[Referring expression data]
********
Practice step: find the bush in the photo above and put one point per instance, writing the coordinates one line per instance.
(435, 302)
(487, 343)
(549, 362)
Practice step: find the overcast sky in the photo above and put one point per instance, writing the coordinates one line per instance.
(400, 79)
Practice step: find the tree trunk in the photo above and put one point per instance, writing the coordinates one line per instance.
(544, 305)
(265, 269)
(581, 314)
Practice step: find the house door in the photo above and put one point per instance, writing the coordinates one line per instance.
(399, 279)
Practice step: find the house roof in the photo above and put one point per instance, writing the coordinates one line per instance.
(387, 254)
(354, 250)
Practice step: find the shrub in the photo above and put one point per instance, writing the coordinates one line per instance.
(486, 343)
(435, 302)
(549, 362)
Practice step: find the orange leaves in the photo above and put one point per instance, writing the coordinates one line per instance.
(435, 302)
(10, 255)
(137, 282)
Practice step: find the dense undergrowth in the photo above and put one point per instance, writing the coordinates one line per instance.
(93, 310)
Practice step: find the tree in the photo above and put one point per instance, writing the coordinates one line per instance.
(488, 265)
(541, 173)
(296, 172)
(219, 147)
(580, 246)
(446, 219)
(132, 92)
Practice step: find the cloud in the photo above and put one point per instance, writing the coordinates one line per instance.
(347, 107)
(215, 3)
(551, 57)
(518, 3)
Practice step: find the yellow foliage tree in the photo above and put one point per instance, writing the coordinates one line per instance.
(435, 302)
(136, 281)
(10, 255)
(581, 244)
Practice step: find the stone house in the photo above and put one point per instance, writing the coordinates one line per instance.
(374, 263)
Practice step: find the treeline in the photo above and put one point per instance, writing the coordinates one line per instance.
********
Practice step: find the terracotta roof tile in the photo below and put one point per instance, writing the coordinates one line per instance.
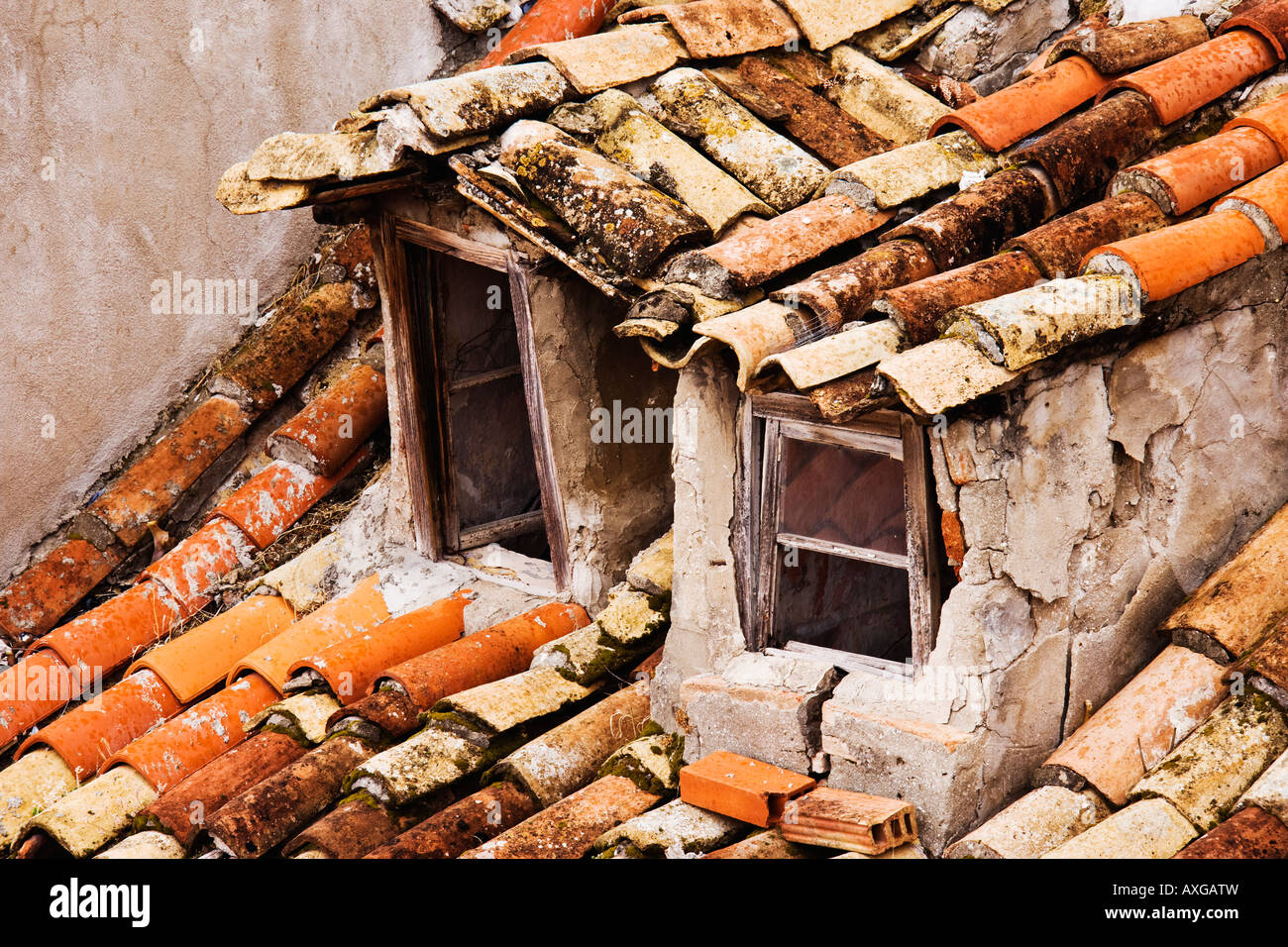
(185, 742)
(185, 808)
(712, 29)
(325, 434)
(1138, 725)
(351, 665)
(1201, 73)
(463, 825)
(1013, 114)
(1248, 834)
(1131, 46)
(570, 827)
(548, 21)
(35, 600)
********
- What the exercise asks -
Reproduce exactly the lines above from the line with "Practice step: find the tree in" to the line with "Practice step: find the treeline", including both, and add nothing.

- Task output -
Practice step: find the tree in the photo above and put one point per instance, writing the coordinates one line per instance.
(488, 265)
(541, 173)
(296, 172)
(219, 147)
(580, 246)
(446, 219)
(132, 92)
Practice step: find the cloud in the photo above and put one point per instance, writing the coordinates one line per instance.
(347, 107)
(215, 3)
(551, 57)
(518, 3)
Practice step: find the yellow foliage tree in the photo above and put one point per instance, writing the coordinates one line per instance.
(435, 302)
(136, 281)
(10, 255)
(581, 244)
Practice step: find the stone house in the photo above and put one point per instance, writing the coordinates one line per instance.
(374, 263)
Practice step: find the treeline in the photo above and put one point per instance, writing the coordinates one line per instance.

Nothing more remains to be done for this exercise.